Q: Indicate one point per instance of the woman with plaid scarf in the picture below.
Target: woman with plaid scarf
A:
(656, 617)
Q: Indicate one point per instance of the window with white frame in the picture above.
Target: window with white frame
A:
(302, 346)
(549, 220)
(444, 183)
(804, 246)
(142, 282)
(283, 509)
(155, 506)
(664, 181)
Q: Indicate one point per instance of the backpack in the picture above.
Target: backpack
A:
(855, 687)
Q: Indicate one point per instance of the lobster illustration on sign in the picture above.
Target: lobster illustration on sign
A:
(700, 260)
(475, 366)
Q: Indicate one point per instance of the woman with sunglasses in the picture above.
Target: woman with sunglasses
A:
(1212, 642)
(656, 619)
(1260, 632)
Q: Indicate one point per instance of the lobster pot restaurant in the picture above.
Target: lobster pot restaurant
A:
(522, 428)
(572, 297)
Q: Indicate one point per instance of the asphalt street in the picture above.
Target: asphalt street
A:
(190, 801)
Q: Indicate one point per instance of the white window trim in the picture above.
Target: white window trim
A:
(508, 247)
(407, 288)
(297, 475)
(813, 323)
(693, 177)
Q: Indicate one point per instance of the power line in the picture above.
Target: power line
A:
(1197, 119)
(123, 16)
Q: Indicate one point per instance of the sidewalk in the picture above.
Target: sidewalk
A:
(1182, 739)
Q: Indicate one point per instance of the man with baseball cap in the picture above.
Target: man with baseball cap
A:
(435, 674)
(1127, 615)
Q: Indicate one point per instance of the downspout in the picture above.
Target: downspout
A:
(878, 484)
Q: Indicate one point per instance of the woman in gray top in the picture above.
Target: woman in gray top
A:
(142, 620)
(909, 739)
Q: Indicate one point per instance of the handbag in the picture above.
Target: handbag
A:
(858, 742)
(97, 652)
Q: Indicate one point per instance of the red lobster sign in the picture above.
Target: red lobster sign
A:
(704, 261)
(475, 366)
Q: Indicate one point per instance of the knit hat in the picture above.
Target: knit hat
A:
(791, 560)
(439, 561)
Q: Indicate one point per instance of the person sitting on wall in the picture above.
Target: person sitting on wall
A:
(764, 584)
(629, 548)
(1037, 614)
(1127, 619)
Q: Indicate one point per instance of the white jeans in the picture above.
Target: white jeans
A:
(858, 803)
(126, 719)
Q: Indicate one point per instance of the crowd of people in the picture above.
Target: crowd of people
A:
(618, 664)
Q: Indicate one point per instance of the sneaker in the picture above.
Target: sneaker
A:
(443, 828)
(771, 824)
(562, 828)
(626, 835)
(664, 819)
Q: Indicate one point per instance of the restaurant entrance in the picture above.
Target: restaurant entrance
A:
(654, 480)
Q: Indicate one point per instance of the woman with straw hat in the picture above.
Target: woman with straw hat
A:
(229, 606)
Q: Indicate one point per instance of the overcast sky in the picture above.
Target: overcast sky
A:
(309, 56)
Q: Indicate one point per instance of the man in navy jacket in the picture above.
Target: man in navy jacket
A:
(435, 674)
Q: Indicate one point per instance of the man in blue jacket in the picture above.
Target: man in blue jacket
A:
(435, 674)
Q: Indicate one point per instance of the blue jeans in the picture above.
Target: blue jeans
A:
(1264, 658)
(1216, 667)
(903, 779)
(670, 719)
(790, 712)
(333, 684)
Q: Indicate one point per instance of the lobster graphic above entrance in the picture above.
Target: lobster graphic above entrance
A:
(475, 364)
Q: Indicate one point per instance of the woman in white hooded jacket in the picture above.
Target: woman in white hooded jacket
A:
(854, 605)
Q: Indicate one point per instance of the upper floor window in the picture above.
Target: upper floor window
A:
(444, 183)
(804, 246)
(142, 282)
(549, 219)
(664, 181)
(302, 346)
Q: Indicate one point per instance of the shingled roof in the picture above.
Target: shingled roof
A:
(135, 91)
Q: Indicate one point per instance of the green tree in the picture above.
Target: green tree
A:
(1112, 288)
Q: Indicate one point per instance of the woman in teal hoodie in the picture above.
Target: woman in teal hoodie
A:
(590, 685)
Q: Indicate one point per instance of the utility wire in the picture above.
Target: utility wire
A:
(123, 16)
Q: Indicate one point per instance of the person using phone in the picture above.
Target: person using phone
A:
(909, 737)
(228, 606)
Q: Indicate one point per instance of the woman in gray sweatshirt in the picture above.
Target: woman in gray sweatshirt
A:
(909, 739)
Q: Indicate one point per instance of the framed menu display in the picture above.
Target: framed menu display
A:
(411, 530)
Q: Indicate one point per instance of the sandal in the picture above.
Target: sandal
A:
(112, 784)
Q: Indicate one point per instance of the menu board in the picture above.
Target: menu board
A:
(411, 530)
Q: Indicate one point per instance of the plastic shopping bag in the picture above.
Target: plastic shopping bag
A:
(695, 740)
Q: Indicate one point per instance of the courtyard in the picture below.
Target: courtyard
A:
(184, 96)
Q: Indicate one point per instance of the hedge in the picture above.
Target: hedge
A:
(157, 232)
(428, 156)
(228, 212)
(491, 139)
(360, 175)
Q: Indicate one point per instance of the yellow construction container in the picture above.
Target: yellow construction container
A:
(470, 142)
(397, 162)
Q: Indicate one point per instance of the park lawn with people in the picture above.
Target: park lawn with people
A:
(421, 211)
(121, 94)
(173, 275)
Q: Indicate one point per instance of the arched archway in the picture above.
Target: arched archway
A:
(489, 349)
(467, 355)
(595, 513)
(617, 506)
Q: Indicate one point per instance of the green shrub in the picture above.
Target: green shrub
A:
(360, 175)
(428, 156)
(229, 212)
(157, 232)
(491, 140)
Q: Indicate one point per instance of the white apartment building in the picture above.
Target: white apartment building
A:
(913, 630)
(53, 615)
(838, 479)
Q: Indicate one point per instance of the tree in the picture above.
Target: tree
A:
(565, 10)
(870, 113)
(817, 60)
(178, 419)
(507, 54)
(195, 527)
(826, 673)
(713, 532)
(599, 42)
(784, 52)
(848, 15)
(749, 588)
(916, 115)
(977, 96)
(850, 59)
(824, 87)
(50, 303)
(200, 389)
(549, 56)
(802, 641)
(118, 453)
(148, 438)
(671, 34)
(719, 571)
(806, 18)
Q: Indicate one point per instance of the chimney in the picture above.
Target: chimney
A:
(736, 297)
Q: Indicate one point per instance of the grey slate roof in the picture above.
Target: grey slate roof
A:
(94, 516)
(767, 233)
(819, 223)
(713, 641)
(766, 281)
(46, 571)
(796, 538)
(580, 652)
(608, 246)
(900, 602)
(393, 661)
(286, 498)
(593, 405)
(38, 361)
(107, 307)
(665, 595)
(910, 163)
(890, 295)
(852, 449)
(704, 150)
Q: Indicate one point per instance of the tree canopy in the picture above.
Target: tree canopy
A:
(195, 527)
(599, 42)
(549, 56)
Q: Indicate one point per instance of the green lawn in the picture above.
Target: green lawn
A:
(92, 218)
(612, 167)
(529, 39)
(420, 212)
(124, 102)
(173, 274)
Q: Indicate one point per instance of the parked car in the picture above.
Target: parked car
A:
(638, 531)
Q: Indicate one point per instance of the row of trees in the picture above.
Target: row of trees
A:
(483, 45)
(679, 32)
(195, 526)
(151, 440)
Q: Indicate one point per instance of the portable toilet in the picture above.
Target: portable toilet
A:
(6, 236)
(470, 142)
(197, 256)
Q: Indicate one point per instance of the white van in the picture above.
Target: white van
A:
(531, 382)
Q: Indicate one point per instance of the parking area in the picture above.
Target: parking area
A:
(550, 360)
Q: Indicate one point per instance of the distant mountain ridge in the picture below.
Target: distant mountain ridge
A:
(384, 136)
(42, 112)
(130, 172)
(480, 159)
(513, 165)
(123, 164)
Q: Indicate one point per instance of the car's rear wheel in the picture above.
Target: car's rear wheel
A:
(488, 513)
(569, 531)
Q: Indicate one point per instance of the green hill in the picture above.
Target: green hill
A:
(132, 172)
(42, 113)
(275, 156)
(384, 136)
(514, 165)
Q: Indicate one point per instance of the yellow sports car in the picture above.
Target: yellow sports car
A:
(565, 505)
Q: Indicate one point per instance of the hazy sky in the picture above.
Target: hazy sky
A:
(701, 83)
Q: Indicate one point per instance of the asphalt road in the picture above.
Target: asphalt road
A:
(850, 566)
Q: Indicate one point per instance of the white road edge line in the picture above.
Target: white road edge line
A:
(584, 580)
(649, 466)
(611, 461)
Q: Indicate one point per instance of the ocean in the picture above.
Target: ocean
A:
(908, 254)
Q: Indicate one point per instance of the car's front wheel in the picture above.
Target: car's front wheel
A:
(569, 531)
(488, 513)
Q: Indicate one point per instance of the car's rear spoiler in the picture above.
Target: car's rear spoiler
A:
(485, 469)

■ GOAL: For this exercise, please retype exactly the lines in the listing from the line with "Q: Indicate one point per instance of the portable" through its last line, both ends included.

■ OUTPUT BELOW:
Q: Indicate one point per instance of the portable toilet in the picture above.
Target: portable toilet
A:
(6, 236)
(470, 142)
(197, 256)
Q: Indicate one point per instance of the white van in the picture above.
Target: white van
A:
(531, 382)
Q: Indicate one point per instance of the parking area in the picture above.
Target: parking area
A:
(550, 360)
Q: Indicate one point per instance of the distant mountain ridge in the picture below.
Target: distant mountain ridge
A:
(384, 136)
(42, 112)
(130, 172)
(480, 159)
(513, 165)
(123, 164)
Q: Indicate one point per instance of the car's rear wheel in the picture above.
Target: car's rear wheel
A:
(488, 513)
(569, 531)
Q: Indicate one point per instance of the green hill in the picture above.
Target: green hill
A:
(132, 172)
(42, 113)
(275, 156)
(384, 136)
(514, 165)
Q: Indicate one point per instance of the yellow sports car in the picture above.
Target: yellow sports car
A:
(565, 505)
Q: Indicate one point per instance of the hazy sky in the picture above.
Target: hazy sky
A:
(701, 83)
Q: Indicate one point per instance of the asphalt road in the picture above.
Target: asphalt road
A:
(850, 566)
Q: Indicate one point per instance of the white road edge line in the picture above.
Target: white road edge line
A:
(584, 580)
(649, 466)
(611, 461)
Q: Indicate one point per instance of the ocean in the picture above.
Target: ocean
A:
(908, 254)
Q: Indicate one point per instance of the car's front wheel in the picture above.
Target: car's front wheel
A:
(569, 531)
(488, 513)
Q: Indicate one point per instance of the car's rear spoiler in the picture above.
Target: car's rear spoiler
A:
(485, 469)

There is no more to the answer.